# Given records start

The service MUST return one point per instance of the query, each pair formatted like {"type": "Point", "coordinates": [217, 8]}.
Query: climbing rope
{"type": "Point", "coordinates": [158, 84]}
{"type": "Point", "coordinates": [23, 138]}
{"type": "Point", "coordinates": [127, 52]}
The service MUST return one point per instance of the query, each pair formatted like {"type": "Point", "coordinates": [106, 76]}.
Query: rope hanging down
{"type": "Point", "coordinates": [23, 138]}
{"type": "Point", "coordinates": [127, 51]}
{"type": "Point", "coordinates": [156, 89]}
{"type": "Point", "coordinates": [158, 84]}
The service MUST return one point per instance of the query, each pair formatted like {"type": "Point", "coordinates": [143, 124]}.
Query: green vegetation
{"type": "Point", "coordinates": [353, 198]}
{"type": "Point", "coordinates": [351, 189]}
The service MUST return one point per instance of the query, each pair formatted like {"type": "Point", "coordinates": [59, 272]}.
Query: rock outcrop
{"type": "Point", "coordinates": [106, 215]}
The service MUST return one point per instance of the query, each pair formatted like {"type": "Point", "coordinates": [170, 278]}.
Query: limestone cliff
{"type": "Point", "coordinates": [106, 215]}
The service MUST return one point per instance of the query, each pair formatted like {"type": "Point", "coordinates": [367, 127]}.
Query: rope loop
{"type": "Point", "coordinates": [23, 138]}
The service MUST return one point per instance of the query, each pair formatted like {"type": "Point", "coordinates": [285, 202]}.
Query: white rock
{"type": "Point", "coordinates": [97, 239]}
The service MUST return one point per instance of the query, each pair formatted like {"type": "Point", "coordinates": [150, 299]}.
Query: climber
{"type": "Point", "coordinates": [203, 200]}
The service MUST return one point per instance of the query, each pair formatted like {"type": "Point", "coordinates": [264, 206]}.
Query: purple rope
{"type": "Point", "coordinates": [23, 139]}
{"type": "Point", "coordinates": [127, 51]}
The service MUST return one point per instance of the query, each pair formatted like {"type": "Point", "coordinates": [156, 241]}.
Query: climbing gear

# Given records end

> _Given instruction_: Output all of the data above without any alteration.

> _Correct result_:
The service MUST return one point per instance of the query, each pair formatted like {"type": "Point", "coordinates": [217, 8]}.
Query: climbing rope
{"type": "Point", "coordinates": [158, 84]}
{"type": "Point", "coordinates": [23, 138]}
{"type": "Point", "coordinates": [127, 52]}
The service MUST return one point per instance of the query, each pair formatted like {"type": "Point", "coordinates": [106, 76]}.
Query: rope hanging down
{"type": "Point", "coordinates": [23, 138]}
{"type": "Point", "coordinates": [127, 51]}
{"type": "Point", "coordinates": [156, 89]}
{"type": "Point", "coordinates": [158, 84]}
The service MUST return one point per instance of the query, each pair formatted like {"type": "Point", "coordinates": [143, 124]}.
Query: green vegetation
{"type": "Point", "coordinates": [353, 198]}
{"type": "Point", "coordinates": [351, 189]}
The service MUST return one point per instance of the query, each pair formatted like {"type": "Point", "coordinates": [59, 272]}.
Query: rock outcrop
{"type": "Point", "coordinates": [106, 215]}
The service MUST return one point per instance of the query, each pair formatted like {"type": "Point", "coordinates": [170, 278]}.
Query: limestone cliff
{"type": "Point", "coordinates": [106, 215]}
The service MUST return one point per instance of the query, each pair formatted like {"type": "Point", "coordinates": [367, 127]}.
Query: rope loop
{"type": "Point", "coordinates": [23, 138]}
The service MUST return one point per instance of the query, each pair formatted like {"type": "Point", "coordinates": [285, 202]}.
Query: white rock
{"type": "Point", "coordinates": [97, 239]}
The service MUST return one point per instance of the query, each pair formatted like {"type": "Point", "coordinates": [150, 299]}.
Query: climber
{"type": "Point", "coordinates": [203, 200]}
The service MUST return one point per instance of the query, each pair formatted like {"type": "Point", "coordinates": [264, 206]}.
Query: purple rope
{"type": "Point", "coordinates": [23, 139]}
{"type": "Point", "coordinates": [127, 51]}
The service MUST return one point per instance of the query, each pair formatted like {"type": "Point", "coordinates": [156, 241]}.
Query: climbing gear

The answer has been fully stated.